> [EXTRACT TO READ]:
========================================================================
Forget CrossFit and half marathons—try these 7 things slim women do every day to stay in shape.

By Jeanine Detz


Log more steps and squelch stress by swapping a daily car trip for a stroll. "Every morning I walk my 5-year-old daughter to school," says Heather Spears, a 40-year-old public relations consultant in Laguna Niguel, CA. "It gives us more time together and I squeeze in some exercise before work." If getting your kid to class by foot isn't an option, try walking several blocks to pick up your coffee or lunch. Adding at least one mile to your day helps to strengthen your legs and cardiovascular system.


To replace high-calorie juices in her diet, Kristin Cruz, a 40-year-old radio and TV host, started flavoring her own H2O. "I fill a large bottle with water, add mint leaves and a few lime and orange slices, and refrigerate it overnight," says the Santa Clarita, CA, mom of two (ages 4 and 7). "By morning, I have a delicious drink that I sip on all day." To make your own flavored beverage, try mixing cucumber, crushed berries or peeled, sliced ginger into a bottle or pitcher of water.


The key to a fit body isn't when you exercise but how consistently you do it. For Megan Morris, a stay-at-home mom in Breckenridge, CO, that means working out at the same time. "I hit the gym every morning right after I drop off my son at kindergarten," the 39-year-old says. "It's become a part of my routine, so I never skip it. Without even thinking, I drive in my gym's direction!"
========================================================================
> [EXCERPTED RECORDS]:

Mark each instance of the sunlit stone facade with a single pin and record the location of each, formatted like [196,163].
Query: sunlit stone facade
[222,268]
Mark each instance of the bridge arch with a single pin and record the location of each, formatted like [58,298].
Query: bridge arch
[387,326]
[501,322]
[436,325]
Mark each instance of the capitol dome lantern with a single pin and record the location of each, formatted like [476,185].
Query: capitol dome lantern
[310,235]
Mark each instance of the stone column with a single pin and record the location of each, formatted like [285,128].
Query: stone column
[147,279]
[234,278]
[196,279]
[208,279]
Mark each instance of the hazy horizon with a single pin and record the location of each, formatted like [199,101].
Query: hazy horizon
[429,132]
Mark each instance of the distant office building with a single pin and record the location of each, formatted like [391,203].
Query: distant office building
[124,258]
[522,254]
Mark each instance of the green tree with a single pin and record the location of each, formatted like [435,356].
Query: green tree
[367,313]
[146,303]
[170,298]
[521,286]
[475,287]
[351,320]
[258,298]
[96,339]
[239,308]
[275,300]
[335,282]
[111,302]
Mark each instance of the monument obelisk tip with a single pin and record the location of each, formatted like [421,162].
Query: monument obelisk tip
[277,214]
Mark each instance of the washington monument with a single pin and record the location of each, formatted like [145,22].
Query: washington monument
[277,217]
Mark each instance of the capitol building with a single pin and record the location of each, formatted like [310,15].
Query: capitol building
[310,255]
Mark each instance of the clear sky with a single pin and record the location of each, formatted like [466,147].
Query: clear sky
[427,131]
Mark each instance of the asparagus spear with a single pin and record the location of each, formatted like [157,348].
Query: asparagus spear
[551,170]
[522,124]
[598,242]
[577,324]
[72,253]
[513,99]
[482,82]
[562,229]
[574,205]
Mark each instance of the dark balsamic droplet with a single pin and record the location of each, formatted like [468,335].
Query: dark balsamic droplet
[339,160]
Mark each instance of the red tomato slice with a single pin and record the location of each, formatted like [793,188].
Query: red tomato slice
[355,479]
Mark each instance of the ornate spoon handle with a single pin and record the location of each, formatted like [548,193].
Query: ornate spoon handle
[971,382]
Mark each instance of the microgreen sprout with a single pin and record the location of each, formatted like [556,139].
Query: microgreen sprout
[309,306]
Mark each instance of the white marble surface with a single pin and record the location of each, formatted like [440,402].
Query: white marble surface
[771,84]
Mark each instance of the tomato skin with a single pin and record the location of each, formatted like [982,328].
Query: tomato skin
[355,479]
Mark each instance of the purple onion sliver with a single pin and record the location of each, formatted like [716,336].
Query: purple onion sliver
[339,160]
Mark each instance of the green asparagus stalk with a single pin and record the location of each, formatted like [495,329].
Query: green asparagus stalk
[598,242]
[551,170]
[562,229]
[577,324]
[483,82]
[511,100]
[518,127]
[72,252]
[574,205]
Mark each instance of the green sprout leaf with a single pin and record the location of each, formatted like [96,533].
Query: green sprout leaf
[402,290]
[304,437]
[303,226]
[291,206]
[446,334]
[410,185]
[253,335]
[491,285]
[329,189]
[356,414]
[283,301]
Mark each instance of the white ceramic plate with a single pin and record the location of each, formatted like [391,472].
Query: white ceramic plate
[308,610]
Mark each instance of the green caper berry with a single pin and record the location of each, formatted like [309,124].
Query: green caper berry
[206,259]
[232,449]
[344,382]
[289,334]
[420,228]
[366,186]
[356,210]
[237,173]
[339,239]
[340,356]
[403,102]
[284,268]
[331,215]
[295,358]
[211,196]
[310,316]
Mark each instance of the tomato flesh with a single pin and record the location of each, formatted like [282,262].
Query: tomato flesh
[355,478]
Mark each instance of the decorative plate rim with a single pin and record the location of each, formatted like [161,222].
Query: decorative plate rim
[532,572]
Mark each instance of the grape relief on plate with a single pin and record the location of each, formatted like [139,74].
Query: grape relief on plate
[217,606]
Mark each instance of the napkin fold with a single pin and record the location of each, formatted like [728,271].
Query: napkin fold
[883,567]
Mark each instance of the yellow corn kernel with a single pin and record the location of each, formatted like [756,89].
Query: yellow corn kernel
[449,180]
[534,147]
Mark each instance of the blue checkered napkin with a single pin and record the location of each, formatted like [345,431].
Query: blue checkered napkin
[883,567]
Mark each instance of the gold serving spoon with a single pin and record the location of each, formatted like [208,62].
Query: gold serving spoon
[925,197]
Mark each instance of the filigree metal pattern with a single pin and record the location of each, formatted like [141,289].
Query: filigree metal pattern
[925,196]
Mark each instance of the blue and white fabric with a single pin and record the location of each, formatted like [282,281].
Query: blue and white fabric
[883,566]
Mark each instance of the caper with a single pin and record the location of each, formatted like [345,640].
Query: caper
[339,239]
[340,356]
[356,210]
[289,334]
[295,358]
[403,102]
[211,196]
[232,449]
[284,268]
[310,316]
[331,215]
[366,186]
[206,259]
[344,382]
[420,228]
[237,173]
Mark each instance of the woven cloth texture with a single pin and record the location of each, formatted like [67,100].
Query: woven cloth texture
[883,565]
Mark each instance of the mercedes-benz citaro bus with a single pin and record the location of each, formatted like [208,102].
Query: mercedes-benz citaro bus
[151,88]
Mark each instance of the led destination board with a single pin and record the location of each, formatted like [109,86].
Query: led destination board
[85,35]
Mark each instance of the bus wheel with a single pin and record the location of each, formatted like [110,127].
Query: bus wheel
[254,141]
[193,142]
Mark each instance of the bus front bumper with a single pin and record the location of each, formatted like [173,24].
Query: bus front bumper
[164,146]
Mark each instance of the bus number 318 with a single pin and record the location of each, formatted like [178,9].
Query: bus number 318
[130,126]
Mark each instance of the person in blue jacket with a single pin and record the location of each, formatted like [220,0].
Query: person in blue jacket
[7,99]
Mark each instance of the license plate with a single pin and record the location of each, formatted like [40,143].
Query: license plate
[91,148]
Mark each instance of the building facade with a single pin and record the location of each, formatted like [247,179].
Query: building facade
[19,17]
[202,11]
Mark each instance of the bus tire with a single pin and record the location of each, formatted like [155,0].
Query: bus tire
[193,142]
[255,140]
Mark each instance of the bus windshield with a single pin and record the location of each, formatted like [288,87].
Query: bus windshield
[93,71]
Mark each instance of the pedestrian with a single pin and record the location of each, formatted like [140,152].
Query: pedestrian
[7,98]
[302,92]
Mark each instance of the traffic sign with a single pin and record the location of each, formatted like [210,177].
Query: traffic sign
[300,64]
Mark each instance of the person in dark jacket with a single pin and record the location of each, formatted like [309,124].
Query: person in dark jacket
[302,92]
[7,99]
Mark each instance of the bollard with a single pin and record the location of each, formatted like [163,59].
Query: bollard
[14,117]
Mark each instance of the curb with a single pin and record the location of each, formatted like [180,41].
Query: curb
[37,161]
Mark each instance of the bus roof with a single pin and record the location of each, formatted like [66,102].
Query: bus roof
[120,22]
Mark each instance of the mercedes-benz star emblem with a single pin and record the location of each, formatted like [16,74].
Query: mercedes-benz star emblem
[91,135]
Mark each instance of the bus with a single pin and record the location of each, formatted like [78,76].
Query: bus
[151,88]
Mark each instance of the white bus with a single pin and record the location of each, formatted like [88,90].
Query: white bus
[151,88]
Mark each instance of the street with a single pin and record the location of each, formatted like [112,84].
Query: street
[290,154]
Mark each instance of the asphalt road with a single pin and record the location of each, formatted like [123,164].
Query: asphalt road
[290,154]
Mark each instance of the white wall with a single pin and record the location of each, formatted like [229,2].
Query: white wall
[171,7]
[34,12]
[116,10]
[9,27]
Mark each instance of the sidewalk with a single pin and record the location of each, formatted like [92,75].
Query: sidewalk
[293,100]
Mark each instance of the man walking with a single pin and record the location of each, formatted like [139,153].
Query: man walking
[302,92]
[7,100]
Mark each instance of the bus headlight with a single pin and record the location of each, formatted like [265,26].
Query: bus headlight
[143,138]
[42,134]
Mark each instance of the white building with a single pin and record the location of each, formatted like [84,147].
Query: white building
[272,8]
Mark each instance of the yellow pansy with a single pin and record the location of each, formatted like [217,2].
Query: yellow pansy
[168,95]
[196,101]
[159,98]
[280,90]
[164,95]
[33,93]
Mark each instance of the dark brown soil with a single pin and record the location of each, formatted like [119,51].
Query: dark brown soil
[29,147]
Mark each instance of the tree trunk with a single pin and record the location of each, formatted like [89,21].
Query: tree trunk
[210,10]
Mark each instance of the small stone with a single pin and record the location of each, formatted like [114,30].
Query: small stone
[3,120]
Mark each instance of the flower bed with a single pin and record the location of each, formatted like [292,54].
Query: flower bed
========================================================================
> [WHAT THE TASK ASKS]: In the article on daily fitness habits, what does Kristin Cruz put in her bottle of water before refrigerating it overnight? You won't need the entries.

> [SOLUTION BELOW]: Mint leaves and a few lime and orange slices.